>> Begin Provided entries
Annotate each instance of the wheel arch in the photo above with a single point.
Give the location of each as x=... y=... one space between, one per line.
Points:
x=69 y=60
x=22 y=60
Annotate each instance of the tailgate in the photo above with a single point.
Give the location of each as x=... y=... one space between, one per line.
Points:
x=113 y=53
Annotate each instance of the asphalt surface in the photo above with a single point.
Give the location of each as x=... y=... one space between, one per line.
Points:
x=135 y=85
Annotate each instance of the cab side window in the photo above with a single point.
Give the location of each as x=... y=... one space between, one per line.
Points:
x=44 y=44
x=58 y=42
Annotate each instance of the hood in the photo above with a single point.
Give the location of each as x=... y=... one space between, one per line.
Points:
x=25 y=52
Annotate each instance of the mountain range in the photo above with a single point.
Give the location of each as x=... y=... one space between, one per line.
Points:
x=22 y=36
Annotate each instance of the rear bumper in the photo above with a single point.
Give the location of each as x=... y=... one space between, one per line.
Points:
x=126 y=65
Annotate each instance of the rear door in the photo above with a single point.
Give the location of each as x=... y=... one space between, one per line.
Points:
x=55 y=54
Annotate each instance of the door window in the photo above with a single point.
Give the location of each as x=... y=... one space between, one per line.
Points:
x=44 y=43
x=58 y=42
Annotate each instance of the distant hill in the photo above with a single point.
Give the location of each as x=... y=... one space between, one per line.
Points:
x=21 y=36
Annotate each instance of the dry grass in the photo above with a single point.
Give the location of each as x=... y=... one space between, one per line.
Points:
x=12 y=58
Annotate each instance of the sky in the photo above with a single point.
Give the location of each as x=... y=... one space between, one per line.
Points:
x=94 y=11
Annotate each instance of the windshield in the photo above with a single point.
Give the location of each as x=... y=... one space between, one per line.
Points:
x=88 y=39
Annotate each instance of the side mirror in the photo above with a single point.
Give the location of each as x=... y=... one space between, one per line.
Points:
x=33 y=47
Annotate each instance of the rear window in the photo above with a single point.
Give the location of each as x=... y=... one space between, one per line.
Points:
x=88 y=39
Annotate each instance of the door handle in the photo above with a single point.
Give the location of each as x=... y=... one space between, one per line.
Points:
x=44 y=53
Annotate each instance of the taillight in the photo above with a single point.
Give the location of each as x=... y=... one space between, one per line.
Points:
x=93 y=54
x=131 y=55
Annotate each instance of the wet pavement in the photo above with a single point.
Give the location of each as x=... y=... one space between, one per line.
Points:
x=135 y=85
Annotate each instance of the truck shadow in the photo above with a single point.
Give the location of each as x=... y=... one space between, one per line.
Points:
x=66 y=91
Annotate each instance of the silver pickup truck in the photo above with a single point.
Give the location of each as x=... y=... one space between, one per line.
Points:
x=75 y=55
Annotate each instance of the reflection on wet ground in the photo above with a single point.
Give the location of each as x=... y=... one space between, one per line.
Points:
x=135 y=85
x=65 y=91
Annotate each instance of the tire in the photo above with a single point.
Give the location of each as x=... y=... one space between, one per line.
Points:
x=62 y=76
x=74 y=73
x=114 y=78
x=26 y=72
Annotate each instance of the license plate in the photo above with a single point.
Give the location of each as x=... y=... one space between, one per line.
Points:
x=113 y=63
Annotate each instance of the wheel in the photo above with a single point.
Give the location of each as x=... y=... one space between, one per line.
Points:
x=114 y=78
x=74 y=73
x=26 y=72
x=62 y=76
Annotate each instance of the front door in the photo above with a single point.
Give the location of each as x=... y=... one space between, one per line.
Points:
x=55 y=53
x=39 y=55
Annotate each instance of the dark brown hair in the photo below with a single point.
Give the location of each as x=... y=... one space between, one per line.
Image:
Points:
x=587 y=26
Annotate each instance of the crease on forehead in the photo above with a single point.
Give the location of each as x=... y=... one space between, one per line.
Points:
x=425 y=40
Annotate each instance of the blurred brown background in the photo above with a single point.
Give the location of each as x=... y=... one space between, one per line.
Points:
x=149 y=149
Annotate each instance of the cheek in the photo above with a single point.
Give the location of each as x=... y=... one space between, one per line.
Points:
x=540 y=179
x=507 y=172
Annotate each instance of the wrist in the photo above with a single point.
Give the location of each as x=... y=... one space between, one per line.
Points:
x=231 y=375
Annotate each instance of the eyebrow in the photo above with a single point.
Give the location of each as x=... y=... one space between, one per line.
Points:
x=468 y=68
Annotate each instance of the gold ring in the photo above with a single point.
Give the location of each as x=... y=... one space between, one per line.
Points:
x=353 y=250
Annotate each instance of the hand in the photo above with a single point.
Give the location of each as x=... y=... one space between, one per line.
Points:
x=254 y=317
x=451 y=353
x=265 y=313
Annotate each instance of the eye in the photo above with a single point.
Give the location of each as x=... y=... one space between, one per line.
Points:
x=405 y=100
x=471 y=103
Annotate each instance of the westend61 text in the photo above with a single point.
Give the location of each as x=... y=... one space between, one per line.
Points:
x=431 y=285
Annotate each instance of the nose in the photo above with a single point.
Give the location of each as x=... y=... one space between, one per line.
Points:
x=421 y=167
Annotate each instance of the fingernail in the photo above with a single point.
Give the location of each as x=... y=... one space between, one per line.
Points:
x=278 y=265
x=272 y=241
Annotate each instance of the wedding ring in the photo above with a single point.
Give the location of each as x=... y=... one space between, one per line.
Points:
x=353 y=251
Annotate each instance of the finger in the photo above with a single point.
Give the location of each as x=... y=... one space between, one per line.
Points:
>> End Provided entries
* _What you need to do_
Reproduce the entries from the line containing "Annotate each instance of the eye in" through the line containing "x=272 y=241", substituting "position" for every occurrence of "location" and leaving all other text unchanged.

* _The answer_
Annotate each instance of the eye in the photo above with a single point.
Give the position of each as x=... y=... one space between, one per line.
Points:
x=405 y=100
x=471 y=103
Annotate each instance of the westend61 text in the photo above with a single point.
Give the position of each as x=... y=... one space between, one per line.
Points:
x=431 y=285
Annotate each instance of the nose in the photo above with a single point.
Give the position of each as x=... y=... one space between, one per line.
Points:
x=421 y=167
Annotate each instance of the fingernail in the photo above with a single point.
Give the position of each as x=... y=... one space between, one per line.
Points:
x=278 y=265
x=272 y=241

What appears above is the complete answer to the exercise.